>> start Data extract

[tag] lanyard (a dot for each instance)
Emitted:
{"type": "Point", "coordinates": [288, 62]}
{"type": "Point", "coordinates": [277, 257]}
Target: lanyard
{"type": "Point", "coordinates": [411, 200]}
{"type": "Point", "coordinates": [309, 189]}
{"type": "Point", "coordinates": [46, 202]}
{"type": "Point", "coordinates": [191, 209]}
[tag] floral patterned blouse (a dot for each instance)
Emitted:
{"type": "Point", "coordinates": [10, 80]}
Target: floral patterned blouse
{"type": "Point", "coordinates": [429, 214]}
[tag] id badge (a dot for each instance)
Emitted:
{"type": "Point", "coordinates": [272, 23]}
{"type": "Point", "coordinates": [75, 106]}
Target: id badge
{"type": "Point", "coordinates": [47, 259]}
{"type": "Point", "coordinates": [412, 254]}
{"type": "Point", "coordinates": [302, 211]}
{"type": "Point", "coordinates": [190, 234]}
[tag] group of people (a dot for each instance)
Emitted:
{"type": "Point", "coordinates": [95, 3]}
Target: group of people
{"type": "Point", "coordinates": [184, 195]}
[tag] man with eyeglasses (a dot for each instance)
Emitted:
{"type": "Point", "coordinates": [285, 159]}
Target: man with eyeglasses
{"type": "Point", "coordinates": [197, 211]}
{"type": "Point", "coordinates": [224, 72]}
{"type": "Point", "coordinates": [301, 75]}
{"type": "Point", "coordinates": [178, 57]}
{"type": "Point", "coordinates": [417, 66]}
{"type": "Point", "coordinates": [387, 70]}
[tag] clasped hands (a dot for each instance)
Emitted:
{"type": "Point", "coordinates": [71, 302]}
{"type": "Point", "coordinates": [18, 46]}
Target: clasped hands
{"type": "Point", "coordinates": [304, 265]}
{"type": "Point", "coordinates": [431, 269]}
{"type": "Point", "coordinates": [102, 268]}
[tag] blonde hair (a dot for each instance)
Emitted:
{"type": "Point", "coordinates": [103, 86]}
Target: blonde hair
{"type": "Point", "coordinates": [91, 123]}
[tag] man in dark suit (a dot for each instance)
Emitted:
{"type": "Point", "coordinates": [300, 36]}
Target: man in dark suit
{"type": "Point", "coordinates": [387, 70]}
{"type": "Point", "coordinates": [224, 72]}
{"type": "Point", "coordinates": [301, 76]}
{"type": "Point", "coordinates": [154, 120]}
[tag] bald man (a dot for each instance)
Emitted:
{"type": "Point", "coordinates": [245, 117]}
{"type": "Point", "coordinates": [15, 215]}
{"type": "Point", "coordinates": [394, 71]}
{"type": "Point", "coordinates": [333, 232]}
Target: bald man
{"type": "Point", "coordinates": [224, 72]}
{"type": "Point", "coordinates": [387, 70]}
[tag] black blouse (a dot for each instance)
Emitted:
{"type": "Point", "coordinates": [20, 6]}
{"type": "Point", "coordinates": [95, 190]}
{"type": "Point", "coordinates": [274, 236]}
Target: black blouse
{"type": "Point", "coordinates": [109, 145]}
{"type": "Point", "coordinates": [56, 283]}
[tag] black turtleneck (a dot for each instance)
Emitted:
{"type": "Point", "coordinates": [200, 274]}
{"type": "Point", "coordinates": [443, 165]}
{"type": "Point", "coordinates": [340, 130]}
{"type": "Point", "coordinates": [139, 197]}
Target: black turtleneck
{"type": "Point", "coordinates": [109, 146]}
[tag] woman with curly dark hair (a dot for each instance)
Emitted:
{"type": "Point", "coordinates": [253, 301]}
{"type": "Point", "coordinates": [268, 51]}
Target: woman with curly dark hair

>> end Data extract

▶ [Written task]:
Reproduce the lines of the material word for word, starting at the line that contains "[tag] woman with" and continuing through the final line of the material.

▶ [Full solution]:
[tag] woman with curly dark hair (a dot for each instance)
Emitted:
{"type": "Point", "coordinates": [253, 301]}
{"type": "Point", "coordinates": [268, 51]}
Target: woman with curly dark hair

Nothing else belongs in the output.